REQUIRED ACTION: All of the data that appears below is to be given again precisely as written.

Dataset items

════════

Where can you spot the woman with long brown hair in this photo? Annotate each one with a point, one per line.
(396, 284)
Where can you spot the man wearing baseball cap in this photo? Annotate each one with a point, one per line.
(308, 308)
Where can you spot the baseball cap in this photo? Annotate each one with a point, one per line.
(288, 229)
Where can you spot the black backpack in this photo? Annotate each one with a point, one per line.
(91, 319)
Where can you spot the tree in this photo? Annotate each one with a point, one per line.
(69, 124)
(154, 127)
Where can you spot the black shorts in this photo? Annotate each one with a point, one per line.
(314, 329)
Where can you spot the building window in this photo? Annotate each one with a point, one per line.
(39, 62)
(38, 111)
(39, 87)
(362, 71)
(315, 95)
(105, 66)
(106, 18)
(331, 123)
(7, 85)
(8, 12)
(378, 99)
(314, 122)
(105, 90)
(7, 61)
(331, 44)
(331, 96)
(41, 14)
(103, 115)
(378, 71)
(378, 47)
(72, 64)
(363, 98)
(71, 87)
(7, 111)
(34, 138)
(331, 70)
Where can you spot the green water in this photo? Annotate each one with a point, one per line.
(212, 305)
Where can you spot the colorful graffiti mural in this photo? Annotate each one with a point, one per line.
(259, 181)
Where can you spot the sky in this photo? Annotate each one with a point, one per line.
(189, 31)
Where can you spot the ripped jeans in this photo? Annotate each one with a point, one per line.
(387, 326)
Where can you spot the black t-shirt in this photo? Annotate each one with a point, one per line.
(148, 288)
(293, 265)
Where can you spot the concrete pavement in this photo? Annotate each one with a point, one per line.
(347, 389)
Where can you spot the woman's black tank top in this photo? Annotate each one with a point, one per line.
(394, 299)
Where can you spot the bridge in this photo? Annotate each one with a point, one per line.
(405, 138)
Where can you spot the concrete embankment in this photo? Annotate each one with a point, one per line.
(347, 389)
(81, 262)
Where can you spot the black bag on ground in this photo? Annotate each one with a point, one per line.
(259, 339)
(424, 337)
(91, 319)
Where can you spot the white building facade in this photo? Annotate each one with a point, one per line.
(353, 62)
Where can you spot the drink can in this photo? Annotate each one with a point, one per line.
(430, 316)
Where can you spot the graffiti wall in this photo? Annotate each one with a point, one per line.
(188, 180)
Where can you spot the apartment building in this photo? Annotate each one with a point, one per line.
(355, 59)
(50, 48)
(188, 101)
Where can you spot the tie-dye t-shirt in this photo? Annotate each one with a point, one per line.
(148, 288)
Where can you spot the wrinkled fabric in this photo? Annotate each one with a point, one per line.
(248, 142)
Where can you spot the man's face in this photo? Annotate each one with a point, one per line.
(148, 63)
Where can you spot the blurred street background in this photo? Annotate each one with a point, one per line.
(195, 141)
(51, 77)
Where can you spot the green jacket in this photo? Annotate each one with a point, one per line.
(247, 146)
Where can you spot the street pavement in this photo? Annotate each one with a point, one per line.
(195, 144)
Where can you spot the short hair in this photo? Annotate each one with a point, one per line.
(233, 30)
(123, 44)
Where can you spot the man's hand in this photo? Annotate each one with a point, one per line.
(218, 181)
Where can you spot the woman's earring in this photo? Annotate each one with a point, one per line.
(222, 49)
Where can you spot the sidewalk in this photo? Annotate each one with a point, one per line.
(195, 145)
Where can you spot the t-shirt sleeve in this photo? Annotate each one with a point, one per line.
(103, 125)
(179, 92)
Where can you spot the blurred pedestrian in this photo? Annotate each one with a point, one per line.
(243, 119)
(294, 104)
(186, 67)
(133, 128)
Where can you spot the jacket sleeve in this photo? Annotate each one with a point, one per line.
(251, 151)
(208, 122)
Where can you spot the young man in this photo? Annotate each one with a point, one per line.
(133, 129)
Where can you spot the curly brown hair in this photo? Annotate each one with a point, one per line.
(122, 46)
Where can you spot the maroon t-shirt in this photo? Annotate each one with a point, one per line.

════════

RESPONSE TO THIS EXERCISE:
Where can you spot the woman with long brown hair in this photo? Annotate each one with a point, one per line.
(396, 284)
Where can you spot the man wearing baseball cap in this photo? Annotate each one with a point, one per line.
(308, 308)
Where can you spot the baseball cap in this photo? Annotate each one with a point, one per line.
(288, 229)
Where can you spot the black backpack in this photo? Annotate each one with a point, one per line.
(91, 319)
Where can you spot the tree in this photo? Annotate each one with a point, one per line.
(69, 124)
(154, 127)
Where can you spot the black shorts in this photo? Annotate each one with a point, one per line.
(314, 329)
Where can you spot the building window in this photo? Annotate each one with a point, one per line.
(39, 62)
(38, 111)
(39, 87)
(362, 71)
(315, 95)
(105, 66)
(106, 18)
(331, 123)
(7, 85)
(8, 12)
(378, 99)
(314, 122)
(105, 90)
(7, 61)
(331, 44)
(331, 96)
(41, 14)
(103, 115)
(378, 71)
(378, 47)
(72, 64)
(363, 98)
(71, 87)
(7, 111)
(34, 138)
(331, 70)
Where can you spot the green water in this photo? Annotate each one with a point, one per line.
(212, 305)
Where can you spot the colorful graffiti mural in this photo? Annotate each one with a point, one per line.
(259, 181)
Where can you spot the sky in this photo? Annotate each one with a point, one per line.
(189, 31)
Where can you spot the ripped jeans in this photo? Annotate each one with a point, one per line.
(387, 326)
Where can you spot the black t-shirt in this photo? Annotate each one with a point, one per line.
(148, 288)
(293, 265)
Where can you spot the concrete pavement in this photo? Annotate each one with a point, one per line.
(347, 389)
Where can you spot the woman's black tank top in this photo? Annotate each one with a point, one per line.
(394, 299)
Where can you spot the bridge in this photo? Annotate each one with a point, one per line.
(405, 138)
Where can you spot the concrete embankment in this photo? Annotate each one with a point, one per line.
(347, 389)
(81, 262)
Where can you spot the black bag on ground in this photo? Annotate each one with a point, one per line.
(259, 339)
(424, 337)
(91, 319)
Where can you spot the white building facade in this photo? Annotate each one with a point, one per line.
(353, 62)
Where can you spot the drink can in this photo? Annotate each one with a point, one per line.
(430, 316)
Where can you spot the graffiti wall in this photo? Annotate each one with a point, one per line.
(188, 180)
Where can you spot the apartment building in this photo? Annotate each one with a point, one per line.
(355, 59)
(50, 48)
(188, 101)
Where can you spot the tie-dye t-shirt in this photo? Annotate each one with a point, one per line.
(148, 288)
Where can you spot the wrinkled fabric in this photo? Annotate each one with a point, one per line.
(248, 142)
Where can you spot the man's face in this photo? Annotate each one with a point, one per line.
(148, 63)
Where can you spot the blurred street background in this photo? Annotate each one with a point, one per line.
(195, 141)
(51, 77)
Where can you spot the green jacket in this photo? Annotate each one with a point, one per line.
(247, 146)
Where can you spot the street pavement in this photo? Annotate each one with a point, one per line.
(195, 144)
Where can you spot the short hair in this photo? Annotate each one with a point, one per line.
(233, 30)
(123, 44)
Where can you spot the man's hand in this photo? Annotate each one with a point, one per line.
(218, 181)
Where can you spot the woman's earring in this photo? Annotate each one with a point, one per line.
(222, 49)
Where can you spot the sidewalk in this photo? Annotate each one with a point, one per line.
(195, 145)
Where can you spot the t-shirt sleeve in this photo? Annotate each one with a point, one per line.
(103, 125)
(179, 92)
Where can you spot the blurred pedestrian in this photo? Annotate each one with a point, one per line.
(243, 119)
(294, 104)
(186, 67)
(133, 128)
Where can you spot the jacket sleeve in this photo? Annotate each one with a point, one per line.
(251, 151)
(208, 122)
Where can you spot the young man in this photo? Annotate each one with a point, one per line.
(133, 129)
Where can you spot the curly brown hair in this photo? Annotate each one with a point, one per line.
(122, 46)
Where can you spot the maroon t-shirt in this photo? Annotate each one with a point, one per line.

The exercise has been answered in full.